◆ STORED DATA:
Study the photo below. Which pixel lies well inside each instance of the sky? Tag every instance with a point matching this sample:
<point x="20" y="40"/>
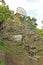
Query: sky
<point x="34" y="8"/>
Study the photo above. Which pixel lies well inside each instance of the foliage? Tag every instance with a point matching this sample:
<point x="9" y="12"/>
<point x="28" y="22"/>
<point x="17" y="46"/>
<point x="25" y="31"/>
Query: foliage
<point x="40" y="32"/>
<point x="31" y="22"/>
<point x="5" y="13"/>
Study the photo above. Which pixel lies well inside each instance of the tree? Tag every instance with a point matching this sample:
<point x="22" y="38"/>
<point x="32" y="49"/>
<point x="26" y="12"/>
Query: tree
<point x="5" y="13"/>
<point x="31" y="21"/>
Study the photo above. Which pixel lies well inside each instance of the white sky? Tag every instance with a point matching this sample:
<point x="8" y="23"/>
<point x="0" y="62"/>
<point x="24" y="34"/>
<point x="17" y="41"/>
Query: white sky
<point x="32" y="7"/>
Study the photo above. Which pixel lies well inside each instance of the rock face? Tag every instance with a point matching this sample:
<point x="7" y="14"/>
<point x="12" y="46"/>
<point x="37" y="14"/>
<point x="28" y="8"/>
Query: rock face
<point x="21" y="41"/>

◆ WHAT THE TASK ASKS:
Tell how many lines of the data contain "Study". Nothing but the number belongs in the reply.

◆ SOLUTION TO THIS PROBLEM:
5